Position annotation records.
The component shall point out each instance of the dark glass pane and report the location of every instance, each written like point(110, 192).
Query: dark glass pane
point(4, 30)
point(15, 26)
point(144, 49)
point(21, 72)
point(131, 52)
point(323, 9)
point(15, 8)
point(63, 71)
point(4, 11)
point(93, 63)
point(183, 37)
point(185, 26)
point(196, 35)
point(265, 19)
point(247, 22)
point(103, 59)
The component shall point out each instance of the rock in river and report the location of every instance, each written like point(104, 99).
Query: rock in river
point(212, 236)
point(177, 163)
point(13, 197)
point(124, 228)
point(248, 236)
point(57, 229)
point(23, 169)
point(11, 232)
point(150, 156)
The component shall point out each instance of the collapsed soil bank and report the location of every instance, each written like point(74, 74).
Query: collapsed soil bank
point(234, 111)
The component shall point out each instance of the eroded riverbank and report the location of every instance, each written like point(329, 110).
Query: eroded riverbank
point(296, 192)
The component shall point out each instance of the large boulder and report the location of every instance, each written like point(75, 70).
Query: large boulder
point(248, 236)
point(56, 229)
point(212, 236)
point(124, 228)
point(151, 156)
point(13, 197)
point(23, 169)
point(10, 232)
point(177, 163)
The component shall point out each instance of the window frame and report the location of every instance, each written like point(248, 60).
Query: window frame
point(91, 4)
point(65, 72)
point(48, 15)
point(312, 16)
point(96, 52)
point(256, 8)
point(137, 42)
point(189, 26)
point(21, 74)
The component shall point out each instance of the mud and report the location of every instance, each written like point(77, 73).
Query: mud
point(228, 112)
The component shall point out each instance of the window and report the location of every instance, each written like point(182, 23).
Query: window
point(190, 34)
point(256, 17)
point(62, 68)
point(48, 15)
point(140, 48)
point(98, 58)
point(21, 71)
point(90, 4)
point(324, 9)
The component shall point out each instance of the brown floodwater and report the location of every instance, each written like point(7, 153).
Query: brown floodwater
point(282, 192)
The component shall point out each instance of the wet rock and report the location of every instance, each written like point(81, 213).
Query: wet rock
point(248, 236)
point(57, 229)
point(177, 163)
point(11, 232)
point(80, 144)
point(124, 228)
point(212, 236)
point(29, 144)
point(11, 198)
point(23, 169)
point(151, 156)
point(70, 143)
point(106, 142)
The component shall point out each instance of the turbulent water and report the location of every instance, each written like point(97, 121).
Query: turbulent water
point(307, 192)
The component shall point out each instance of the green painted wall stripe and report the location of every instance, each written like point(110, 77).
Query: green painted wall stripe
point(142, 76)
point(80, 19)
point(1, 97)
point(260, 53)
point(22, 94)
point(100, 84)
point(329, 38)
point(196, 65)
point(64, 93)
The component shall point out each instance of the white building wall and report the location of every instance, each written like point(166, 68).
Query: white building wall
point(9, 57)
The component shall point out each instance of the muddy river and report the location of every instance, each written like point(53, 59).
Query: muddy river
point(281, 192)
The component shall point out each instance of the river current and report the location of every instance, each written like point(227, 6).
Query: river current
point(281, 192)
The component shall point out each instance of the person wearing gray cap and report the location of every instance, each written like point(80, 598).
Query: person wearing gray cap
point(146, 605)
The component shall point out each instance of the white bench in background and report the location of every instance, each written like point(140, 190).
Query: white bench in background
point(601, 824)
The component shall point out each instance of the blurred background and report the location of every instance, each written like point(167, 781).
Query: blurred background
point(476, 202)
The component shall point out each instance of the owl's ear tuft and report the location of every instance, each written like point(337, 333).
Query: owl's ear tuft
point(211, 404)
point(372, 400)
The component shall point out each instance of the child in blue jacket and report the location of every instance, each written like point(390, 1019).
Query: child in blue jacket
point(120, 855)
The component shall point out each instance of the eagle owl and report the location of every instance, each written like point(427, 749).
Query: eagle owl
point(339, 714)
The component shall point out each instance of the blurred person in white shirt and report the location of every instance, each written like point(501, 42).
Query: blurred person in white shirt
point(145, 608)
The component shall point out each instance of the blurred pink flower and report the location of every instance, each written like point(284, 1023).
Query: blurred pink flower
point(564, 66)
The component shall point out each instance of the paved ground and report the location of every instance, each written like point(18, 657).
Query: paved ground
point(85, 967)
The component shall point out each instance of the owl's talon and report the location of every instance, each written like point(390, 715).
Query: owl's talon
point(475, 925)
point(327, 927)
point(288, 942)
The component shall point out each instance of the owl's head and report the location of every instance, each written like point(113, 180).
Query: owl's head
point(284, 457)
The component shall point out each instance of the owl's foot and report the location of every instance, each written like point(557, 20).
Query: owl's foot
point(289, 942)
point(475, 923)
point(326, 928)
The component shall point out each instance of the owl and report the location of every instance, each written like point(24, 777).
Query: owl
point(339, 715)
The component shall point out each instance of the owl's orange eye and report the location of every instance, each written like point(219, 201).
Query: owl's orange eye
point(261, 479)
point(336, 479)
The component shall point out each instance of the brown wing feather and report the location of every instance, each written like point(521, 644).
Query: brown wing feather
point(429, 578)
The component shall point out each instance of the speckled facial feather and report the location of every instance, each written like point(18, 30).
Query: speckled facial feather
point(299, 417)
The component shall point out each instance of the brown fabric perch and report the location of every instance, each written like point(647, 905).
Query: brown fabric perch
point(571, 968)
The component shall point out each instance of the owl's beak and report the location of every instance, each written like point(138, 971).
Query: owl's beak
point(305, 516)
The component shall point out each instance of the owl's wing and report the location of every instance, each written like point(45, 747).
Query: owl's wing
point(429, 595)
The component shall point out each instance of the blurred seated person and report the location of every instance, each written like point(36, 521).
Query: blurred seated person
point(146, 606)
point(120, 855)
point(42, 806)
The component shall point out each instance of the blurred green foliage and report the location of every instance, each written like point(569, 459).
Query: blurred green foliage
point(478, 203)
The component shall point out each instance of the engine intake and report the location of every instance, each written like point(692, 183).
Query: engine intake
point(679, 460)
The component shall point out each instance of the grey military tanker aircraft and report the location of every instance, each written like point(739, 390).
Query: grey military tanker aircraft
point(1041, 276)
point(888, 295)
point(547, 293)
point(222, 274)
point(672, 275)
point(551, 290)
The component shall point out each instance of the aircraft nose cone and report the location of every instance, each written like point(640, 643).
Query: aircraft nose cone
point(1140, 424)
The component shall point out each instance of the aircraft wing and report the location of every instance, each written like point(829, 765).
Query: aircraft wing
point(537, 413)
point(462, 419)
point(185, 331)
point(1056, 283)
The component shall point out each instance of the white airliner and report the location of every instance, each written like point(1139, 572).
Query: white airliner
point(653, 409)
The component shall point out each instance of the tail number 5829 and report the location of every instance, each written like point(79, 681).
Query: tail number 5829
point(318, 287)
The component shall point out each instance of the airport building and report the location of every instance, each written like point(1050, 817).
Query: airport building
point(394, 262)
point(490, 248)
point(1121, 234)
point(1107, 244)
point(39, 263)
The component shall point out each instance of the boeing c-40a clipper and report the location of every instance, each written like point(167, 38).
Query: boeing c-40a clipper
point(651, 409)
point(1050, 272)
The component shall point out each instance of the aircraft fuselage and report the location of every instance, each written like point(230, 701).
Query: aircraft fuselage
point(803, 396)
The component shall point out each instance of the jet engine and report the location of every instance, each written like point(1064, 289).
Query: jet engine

GIVEN REQUEST. Reproduce the data word for word, from its first line down through the line containing "point(234, 111)", including both ends.

COMPLETED EXERCISE.
The component shall point out each instance of the dark glass pane and report the location of every instance, each written like point(110, 192).
Query: dark glass pane
point(4, 30)
point(15, 26)
point(144, 49)
point(21, 72)
point(131, 52)
point(323, 9)
point(15, 8)
point(63, 71)
point(4, 11)
point(93, 63)
point(183, 37)
point(185, 26)
point(196, 35)
point(265, 19)
point(247, 22)
point(103, 59)
The component shall point out each instance of the rock in river and report the location of every instance, each written like point(104, 99).
Query: rock in river
point(212, 236)
point(177, 163)
point(13, 197)
point(124, 228)
point(248, 236)
point(57, 229)
point(23, 169)
point(11, 232)
point(150, 156)
The component shall point out each instance of the collapsed soil bank and report the location of every instance, each written like point(74, 74).
Query: collapsed soil bank
point(234, 111)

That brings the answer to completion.